[WHAT TO WORK ON]
Set down, word for word, the part of the passage on mixture models for longitudinal data that runs from "Though random-effect modeling" up to and including "estimation so demanding.".

Though random-effect modeling is thoroughly engrained in psychology, a growing body of literature is questioning its status as the default method when considering the types of questions being asked. In the context of mixture models for longitudinal data, the random effects can make an already complex estimation process more complex, leading to higher rates of convergence issues and poor statistical properties of estimates, even if the model is the exact true model and sample size is large. Moreover, as we found in our review of PTSD mixture model studies, the most concerning aspect of the universal random-effect usage is that researchers are not using these quantities that are responsible for making the estimation so demanding.

If the goal is to obtain the average growth trajectory in each latent class, population-averaged models are the simplest type of model that is capable of addressing these questions while still accounting for the variances and covariances among the repeated measures in a sensible manner. The CPMM presented in this article is one such approach, and our results unambiguously support that CPMMs vastly improve convergence, class enumeration, and class trajectories as compared to GMMs. In this way, CPMMs align with the recommendations in Wilkinson and the Task Force on Statistical Inference (1999), which call for psychological researchers to choose a minimally sufficient analysis (p. 598). The simpler, population-averaged approach is just as capable as random-effect models for answering research questions asked in the empirical literature. Though GMMs (and the GMMC variation used to combat convergence issues) are currently being used to address these questions, the model tends to be overly complex for the intended purpose, which leads to convergence issues, poor performance, and, commonly, the need for questionable cross-class constraints. Though convergence issues can arise for a variety of reasons, a mismatch in model complexity and data quality can be a primary culprit, and the oft-noted convergence issues with GMMs are a strong indicator that less complex alternatives are a fruitful avenue to explore.

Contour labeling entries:
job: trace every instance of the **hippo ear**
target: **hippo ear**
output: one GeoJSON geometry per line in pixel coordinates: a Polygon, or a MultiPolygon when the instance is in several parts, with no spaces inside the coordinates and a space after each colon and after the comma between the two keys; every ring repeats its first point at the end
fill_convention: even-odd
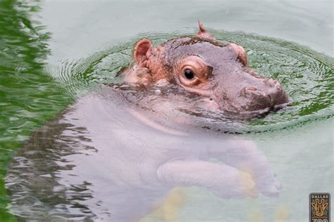
{"type": "Polygon", "coordinates": [[[199,27],[199,30],[198,31],[197,34],[196,35],[197,37],[211,40],[215,39],[215,38],[204,29],[204,27],[203,27],[203,24],[202,24],[202,22],[199,21],[198,21],[198,26],[199,27]]]}
{"type": "Polygon", "coordinates": [[[141,39],[136,44],[133,56],[138,66],[146,67],[148,60],[147,52],[149,52],[152,47],[152,42],[147,39],[141,39]]]}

[CORRECT RESPONSE]
Though random-effect modeling is thoroughly engrained in psychology, a growing body of literature is questioning its status as the default method when considering the types of questions being asked. In the context of mixture models for longitudinal data, the random effects can make an already complex estimation process more complex, leading to higher rates of convergence issues and poor statistical properties of estimates, even if the model is the exact true model and sample size is large. Moreover, as we found in our review of PTSD mixture model studies, the most concerning aspect of the universal random-effect usage is that researchers are not using these quantities that are responsible for making the estimation so demanding.